SHORT PROBLEM:
Restate the entries word for word, omitting nothing.

SUPPLIED ENTRIES:
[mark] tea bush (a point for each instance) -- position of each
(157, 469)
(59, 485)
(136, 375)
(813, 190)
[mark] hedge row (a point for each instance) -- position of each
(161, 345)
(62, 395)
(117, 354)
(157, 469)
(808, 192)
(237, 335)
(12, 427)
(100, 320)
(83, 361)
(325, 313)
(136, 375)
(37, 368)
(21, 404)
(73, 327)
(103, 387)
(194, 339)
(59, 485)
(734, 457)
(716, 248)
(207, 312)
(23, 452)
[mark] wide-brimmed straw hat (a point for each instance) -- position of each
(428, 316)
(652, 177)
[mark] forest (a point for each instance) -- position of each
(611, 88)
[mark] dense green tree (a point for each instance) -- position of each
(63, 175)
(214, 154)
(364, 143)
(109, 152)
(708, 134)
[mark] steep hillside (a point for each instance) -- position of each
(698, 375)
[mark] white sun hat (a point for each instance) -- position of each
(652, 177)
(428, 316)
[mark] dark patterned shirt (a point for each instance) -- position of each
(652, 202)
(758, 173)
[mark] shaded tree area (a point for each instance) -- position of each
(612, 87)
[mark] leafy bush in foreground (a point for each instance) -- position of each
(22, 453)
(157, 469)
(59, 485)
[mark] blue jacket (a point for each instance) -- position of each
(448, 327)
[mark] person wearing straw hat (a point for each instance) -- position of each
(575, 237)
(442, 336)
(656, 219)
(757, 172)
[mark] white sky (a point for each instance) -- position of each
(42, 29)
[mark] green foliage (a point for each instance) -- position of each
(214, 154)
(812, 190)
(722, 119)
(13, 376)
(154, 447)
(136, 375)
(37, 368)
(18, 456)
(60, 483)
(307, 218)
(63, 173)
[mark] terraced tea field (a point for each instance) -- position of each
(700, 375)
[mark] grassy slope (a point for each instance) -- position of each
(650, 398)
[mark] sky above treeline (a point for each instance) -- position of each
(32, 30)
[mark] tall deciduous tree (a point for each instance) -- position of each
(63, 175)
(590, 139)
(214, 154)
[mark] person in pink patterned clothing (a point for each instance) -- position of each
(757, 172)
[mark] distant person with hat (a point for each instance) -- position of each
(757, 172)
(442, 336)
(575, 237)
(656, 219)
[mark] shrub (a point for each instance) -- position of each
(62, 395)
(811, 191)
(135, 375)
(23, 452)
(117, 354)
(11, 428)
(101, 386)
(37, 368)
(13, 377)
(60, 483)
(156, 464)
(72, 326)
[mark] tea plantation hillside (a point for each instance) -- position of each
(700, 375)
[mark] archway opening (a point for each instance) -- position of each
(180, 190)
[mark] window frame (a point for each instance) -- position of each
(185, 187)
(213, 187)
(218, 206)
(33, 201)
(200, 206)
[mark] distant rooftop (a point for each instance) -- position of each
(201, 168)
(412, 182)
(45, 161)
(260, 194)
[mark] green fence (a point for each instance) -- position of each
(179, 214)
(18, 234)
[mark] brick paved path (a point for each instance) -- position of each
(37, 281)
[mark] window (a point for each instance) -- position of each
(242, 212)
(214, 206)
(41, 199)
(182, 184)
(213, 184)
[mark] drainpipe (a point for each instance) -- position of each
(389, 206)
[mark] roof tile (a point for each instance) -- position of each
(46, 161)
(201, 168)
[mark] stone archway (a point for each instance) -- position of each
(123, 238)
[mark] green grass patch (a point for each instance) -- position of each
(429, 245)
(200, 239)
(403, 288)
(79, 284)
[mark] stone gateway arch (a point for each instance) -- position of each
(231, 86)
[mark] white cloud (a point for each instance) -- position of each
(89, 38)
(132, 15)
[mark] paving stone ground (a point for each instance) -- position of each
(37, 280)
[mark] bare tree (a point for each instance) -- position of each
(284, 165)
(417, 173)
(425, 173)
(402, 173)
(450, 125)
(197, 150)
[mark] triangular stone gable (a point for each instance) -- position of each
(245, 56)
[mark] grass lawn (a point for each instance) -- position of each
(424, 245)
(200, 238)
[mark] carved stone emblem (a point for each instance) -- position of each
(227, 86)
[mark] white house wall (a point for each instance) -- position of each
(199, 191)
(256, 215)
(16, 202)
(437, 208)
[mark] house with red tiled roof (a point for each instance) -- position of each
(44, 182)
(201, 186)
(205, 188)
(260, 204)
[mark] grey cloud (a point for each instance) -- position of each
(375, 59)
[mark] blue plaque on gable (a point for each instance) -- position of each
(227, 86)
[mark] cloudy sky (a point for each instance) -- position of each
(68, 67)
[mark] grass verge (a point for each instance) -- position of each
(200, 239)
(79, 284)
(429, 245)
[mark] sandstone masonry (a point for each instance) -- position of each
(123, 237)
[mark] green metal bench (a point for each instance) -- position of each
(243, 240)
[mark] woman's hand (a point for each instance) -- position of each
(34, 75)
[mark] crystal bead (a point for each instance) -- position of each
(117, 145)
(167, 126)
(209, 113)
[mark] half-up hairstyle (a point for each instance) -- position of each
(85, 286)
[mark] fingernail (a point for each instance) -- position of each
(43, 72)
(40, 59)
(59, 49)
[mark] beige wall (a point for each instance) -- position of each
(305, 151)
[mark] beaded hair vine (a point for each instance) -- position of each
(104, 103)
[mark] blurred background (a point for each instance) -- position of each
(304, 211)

FULL OUTPUT:
[mark] tea bush (a point for each instance) -- position of each
(157, 469)
(59, 485)
(136, 375)
(813, 190)
[mark] hedge row (a point for each instance) -- position of each
(161, 345)
(62, 395)
(117, 354)
(157, 469)
(808, 192)
(237, 335)
(12, 427)
(100, 320)
(83, 361)
(325, 313)
(136, 375)
(37, 368)
(21, 404)
(73, 327)
(103, 387)
(194, 339)
(59, 485)
(734, 457)
(716, 248)
(207, 312)
(23, 452)
[mark] wide-brimmed straw hat (a point for each instance) -- position of each
(428, 316)
(652, 177)
[mark] forest (a point for each instance) -- position of each
(611, 88)
[mark] dense green tree (a point for each instance) -- position of each
(63, 175)
(214, 154)
(364, 143)
(109, 152)
(708, 134)
[mark] steep hillside (a point for each instance) -- position of each
(698, 375)
[mark] white sun hat (a point for each instance) -- position of each
(652, 177)
(428, 316)
[mark] dark patterned shirt (a point for each instance) -- position of each
(652, 202)
(758, 173)
[mark] shaded tree area (a point for each instance) -- position of each
(612, 87)
[mark] leafy bush in foreground (a point for each instance) -- position of each
(22, 453)
(157, 469)
(59, 485)
[mark] blue jacket (a point for each instance) -- position of each
(448, 327)
[mark] person wearing straw hat (a point for each instance) -- position of each
(575, 237)
(442, 336)
(656, 219)
(757, 172)
[mark] white sky (a point for each instance) -- position of each
(42, 29)
[mark] green foliage (a point for each instance) -- position of each
(214, 154)
(812, 190)
(722, 119)
(13, 376)
(154, 447)
(136, 375)
(37, 368)
(18, 456)
(60, 483)
(307, 218)
(63, 173)
[mark] terraced tea field (a point for each instance) -- position of each
(700, 375)
[mark] grassy slope (a point for each instance) -- position of each
(650, 398)
[mark] sky above treeline (a point for each instance) -- position of each
(32, 30)
[mark] tall deciduous tree (a point for each instance) -- position of each
(63, 175)
(590, 139)
(214, 154)
[mark] person in pink patterned clothing (a point for each instance) -- position of each
(757, 172)
[mark] distant person with hat (a point for each instance) -- position of each
(757, 172)
(442, 336)
(575, 237)
(656, 219)
[mark] shrub (a point for each instance) -- position of each
(62, 395)
(811, 191)
(135, 375)
(23, 452)
(117, 354)
(11, 428)
(101, 386)
(37, 368)
(13, 377)
(60, 483)
(156, 464)
(72, 326)
[mark] tea plantation hillside (a point for each instance) -- position of each
(700, 375)
[mark] archway opening (a point for each instance) -- position of each
(180, 190)
[mark] window frame (a point for each instance) -- position of each
(185, 187)
(213, 187)
(218, 206)
(33, 201)
(200, 206)
[mark] distant rooftop (a point for each instance) -- position of each
(201, 168)
(412, 182)
(45, 161)
(260, 194)
[mark] green fence (a point for each instance) -- position of each
(179, 214)
(18, 234)
[mark] brick paved path (a point for each instance) -- position of each
(37, 281)
[mark] window (a point for each instance) -- position of each
(242, 212)
(214, 206)
(41, 199)
(182, 184)
(213, 184)
[mark] drainpipe (a point for each instance) -- position of each
(389, 206)
[mark] roof tile (a point for each instance) -- position of each
(46, 161)
(201, 168)
[mark] stone archway (a point for each instance) -- position of each
(123, 238)
[mark] green grass patch (a point for each instance) -- position of each
(429, 245)
(200, 239)
(403, 288)
(79, 284)
[mark] stone gateway arch (a point for each instance) -- position of each
(231, 86)
[mark] white cloud (a point for each instance) -- position of each
(89, 38)
(132, 15)
[mark] paving stone ground (a point for each instance) -- position of each
(37, 280)
[mark] bare tree (a point for each instance) -- position of each
(284, 165)
(417, 173)
(425, 173)
(402, 173)
(450, 125)
(197, 150)
[mark] triangular stone gable (a point for each instance) -- position of each
(245, 56)
[mark] grass lawn (a point for each instance) -- position of each
(424, 245)
(200, 238)
[mark] carved stone emblem (a point for each instance) -- position of each
(227, 86)
[mark] white house wall (a point for each instance) -- position of each
(199, 191)
(256, 215)
(16, 202)
(437, 208)
[mark] house with red tiled roof (a point for each instance) -- position of each
(44, 182)
(201, 186)
(205, 188)
(260, 204)
[mark] grey cloud (a point for each instance) -- position of each
(375, 59)
[mark] blue plaque on gable (a point for each instance) -- position of each
(227, 86)
[mark] cloudy sky (a point for each instance) -- position of each
(68, 67)
[mark] grass verge (a point for each instance) -- position of each
(200, 239)
(79, 284)
(429, 245)
[mark] sandstone masonry (a point for each instance) -- position of each
(123, 237)
[mark] green metal bench (a point for each instance) -- position of each
(243, 240)
[mark] woman's hand (a point for each instance) -- position of each
(34, 75)
[mark] crystal bead (a point for each instance) -- position of each
(117, 145)
(167, 126)
(209, 113)
[mark] half-up hairstyle (a point for each instance) -- position of each
(85, 286)
[mark] fingernail (a point for each instance) -- position of each
(43, 72)
(40, 59)
(59, 49)
[mark] beige wall (a point for each instance) -- position of each
(305, 151)
[mark] beaded hair vine (a point for each instance) -- position of each
(104, 103)
[mark] blurred background (a point for each instance) -- position of each
(304, 211)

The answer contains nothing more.